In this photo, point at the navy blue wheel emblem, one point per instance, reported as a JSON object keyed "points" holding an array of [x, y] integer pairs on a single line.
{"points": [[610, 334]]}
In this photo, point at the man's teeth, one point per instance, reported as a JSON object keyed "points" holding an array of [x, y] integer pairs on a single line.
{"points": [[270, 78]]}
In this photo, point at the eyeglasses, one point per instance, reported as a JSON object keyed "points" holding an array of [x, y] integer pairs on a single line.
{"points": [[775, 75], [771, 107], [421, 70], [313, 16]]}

----------------------------------------

The answer should be all the entries, restated with no word changed.

## RESULT OF THIS TASK
In this photo, point at the navy blue wheel emblem, one point per instance, reported as a JSON object keyed "points" holding an array of [x, y] integer pairs on a single line.
{"points": [[610, 334]]}
In this photo, point at the man's teeth, one point per instance, reported as a JSON object keyed "points" holding an array of [x, y] integer pairs on a single line.
{"points": [[270, 78]]}
In this photo, point at the eyeglasses, one point per instance, reported as a JSON object keyed "points" holding an array of [x, y] integer pairs on a single line.
{"points": [[775, 75], [771, 107], [421, 70], [313, 16]]}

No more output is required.